DIE AUFGABE
Schreibe die folgende Auflistung neu und setze dabei überall „foreground clicks“ an die Stelle von „positive clicks“. Alles andere bleibt unverändert.

── EINGABEDATEN ──

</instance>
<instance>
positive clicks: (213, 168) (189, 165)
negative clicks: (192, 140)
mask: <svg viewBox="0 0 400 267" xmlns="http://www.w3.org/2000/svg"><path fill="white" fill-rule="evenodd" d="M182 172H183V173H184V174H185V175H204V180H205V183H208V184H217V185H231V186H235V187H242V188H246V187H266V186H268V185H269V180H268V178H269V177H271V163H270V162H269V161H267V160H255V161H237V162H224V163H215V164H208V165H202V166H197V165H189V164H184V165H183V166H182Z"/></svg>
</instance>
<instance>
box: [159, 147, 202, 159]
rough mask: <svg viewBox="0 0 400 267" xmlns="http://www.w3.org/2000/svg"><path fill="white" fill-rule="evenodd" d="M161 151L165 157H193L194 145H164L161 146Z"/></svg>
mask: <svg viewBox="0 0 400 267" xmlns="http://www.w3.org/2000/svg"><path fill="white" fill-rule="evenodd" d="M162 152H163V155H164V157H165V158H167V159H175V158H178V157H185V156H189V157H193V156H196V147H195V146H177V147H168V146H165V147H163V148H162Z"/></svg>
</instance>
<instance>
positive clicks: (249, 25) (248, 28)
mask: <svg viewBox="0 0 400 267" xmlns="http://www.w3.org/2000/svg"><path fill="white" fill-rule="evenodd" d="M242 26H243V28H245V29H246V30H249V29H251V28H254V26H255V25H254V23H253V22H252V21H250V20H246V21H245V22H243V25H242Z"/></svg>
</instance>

───

ERGEBNIS
</instance>
<instance>
foreground clicks: (213, 168) (189, 165)
negative clicks: (192, 140)
mask: <svg viewBox="0 0 400 267" xmlns="http://www.w3.org/2000/svg"><path fill="white" fill-rule="evenodd" d="M182 172H183V173H184V174H185V175H204V180H205V183H208V184H217V185H231V186H235V187H242V188H246V187H266V186H268V185H269V180H268V178H269V177H271V163H270V162H269V161H267V160H255V161H237V162H224V163H215V164H208V165H202V166H197V165H189V164H184V165H183V166H182Z"/></svg>
</instance>
<instance>
box: [159, 147, 202, 159]
rough mask: <svg viewBox="0 0 400 267" xmlns="http://www.w3.org/2000/svg"><path fill="white" fill-rule="evenodd" d="M161 151L165 157H193L194 145H164L161 146Z"/></svg>
mask: <svg viewBox="0 0 400 267" xmlns="http://www.w3.org/2000/svg"><path fill="white" fill-rule="evenodd" d="M162 152H163V155H164V157H165V158H167V159H175V158H178V157H185V156H189V157H193V156H196V147H195V146H177V147H168V146H165V147H163V148H162Z"/></svg>
</instance>
<instance>
foreground clicks: (249, 25) (248, 28)
mask: <svg viewBox="0 0 400 267" xmlns="http://www.w3.org/2000/svg"><path fill="white" fill-rule="evenodd" d="M242 26H243V28H245V29H246V30H249V29H251V28H254V26H255V25H254V23H253V22H252V21H250V20H246V21H245V22H243V25H242Z"/></svg>
</instance>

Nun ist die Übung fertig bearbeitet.